Data extracted from a collection —
——

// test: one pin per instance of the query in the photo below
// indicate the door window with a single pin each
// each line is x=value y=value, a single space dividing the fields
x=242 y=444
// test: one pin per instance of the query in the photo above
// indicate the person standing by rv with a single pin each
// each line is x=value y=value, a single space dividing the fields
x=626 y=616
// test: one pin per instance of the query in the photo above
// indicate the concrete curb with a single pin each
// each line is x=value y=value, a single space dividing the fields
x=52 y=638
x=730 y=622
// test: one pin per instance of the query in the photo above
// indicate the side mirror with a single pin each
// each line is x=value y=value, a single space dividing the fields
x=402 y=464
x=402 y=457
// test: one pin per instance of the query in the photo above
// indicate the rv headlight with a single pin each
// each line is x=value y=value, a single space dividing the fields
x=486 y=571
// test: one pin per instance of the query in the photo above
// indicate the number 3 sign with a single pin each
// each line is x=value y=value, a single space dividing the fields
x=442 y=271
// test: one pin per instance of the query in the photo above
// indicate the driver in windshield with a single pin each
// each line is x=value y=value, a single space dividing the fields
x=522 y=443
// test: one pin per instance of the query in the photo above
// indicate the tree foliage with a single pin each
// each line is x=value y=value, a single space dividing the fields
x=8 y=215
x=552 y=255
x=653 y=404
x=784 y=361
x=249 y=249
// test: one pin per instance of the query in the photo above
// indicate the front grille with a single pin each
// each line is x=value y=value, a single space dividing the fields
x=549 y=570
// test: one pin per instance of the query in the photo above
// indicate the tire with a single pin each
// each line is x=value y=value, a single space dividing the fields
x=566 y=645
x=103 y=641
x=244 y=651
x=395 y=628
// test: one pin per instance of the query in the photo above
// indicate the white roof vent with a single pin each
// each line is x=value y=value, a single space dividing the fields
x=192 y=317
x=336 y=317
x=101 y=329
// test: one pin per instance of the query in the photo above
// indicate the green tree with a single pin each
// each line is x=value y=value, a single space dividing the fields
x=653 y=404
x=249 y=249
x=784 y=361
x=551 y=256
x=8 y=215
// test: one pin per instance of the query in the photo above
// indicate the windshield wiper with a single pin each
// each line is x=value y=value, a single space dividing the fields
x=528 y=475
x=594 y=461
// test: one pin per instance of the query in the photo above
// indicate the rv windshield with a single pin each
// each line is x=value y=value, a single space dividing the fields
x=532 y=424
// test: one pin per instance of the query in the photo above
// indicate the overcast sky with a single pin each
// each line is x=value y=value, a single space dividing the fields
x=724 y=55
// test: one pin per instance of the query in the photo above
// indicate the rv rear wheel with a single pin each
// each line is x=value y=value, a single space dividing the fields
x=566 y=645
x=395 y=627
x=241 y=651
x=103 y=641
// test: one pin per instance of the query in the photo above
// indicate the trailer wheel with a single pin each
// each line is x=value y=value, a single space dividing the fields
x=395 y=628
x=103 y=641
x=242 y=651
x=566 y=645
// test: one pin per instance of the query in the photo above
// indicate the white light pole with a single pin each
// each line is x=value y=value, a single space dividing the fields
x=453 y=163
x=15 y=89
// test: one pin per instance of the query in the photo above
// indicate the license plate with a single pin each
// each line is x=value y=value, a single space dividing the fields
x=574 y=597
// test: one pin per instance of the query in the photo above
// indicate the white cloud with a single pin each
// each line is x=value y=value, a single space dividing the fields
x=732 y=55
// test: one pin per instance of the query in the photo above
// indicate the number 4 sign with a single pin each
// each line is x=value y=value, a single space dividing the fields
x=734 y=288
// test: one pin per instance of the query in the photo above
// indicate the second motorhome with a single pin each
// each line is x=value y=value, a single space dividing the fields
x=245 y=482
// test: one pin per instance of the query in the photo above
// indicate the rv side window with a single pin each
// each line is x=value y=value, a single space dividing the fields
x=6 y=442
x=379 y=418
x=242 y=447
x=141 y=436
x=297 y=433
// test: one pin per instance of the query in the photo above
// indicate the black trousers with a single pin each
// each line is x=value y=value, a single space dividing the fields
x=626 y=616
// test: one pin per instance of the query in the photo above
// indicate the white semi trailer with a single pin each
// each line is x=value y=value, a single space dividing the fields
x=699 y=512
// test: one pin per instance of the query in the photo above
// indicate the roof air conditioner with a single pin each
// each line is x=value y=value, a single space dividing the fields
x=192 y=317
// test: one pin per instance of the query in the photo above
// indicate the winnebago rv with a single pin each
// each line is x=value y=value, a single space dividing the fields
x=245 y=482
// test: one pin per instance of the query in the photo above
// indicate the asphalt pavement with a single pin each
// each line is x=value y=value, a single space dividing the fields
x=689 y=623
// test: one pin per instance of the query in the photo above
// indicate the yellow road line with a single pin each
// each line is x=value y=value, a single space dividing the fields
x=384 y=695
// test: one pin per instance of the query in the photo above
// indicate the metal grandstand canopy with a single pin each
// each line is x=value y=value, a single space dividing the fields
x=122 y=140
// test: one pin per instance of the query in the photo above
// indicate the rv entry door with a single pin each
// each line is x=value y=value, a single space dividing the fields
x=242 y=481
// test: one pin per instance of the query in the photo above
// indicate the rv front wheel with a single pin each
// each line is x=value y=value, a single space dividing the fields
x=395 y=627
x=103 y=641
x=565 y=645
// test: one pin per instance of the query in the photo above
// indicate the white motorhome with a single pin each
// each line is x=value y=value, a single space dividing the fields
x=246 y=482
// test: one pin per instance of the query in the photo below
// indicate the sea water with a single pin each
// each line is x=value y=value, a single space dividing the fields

——

Format the entries as a JSON list of strings, one string per line and no blank lines. Begin at the first line of the entries and stop after the line containing "x=549 y=570".

WRITTEN SOLUTION —
[
  "// test: one pin per instance of the query in the photo below",
  "// indicate the door window with a single pin each",
  "// each line is x=value y=value, a single space dividing the fields",
  "x=242 y=444",
  "// test: one pin per instance of the query in the photo above",
  "// indicate the person standing by rv with a single pin each",
  "// each line is x=value y=value, a single space dividing the fields",
  "x=626 y=616",
  "// test: one pin per instance of the query in the photo above",
  "// indicate the concrete curb with a single pin each",
  "// each line is x=value y=value, a single space dividing the fields",
  "x=52 y=638",
  "x=730 y=622",
  "// test: one pin per instance of the query in the photo above",
  "// indicate the side mirror with a single pin each",
  "// each line is x=value y=value, a single space dividing the fields",
  "x=402 y=464",
  "x=402 y=457",
  "// test: one pin per instance of the query in the photo above",
  "// indicate the rv headlight with a single pin each",
  "// each line is x=value y=value, a single space dividing the fields",
  "x=486 y=571",
  "// test: one pin per instance of the query in the photo above",
  "// indicate the number 3 sign with a single pin each",
  "// each line is x=value y=value, a single space dividing the fields",
  "x=442 y=271",
  "// test: one pin per instance of the query in the photo above",
  "// indicate the driver in windshield with a single pin each",
  "// each line is x=value y=value, a single space dividing the fields",
  "x=522 y=443",
  "// test: one pin per instance of the query in the photo above",
  "// indicate the tree foliage with a single pin each",
  "// each line is x=value y=value, a single space dividing the fields",
  "x=8 y=215",
  "x=552 y=255",
  "x=653 y=404",
  "x=784 y=361",
  "x=249 y=249",
  "// test: one pin per instance of the query in the photo above",
  "// indicate the front grille with a single pin each",
  "// each line is x=value y=value, a single space dividing the fields",
  "x=549 y=570"
]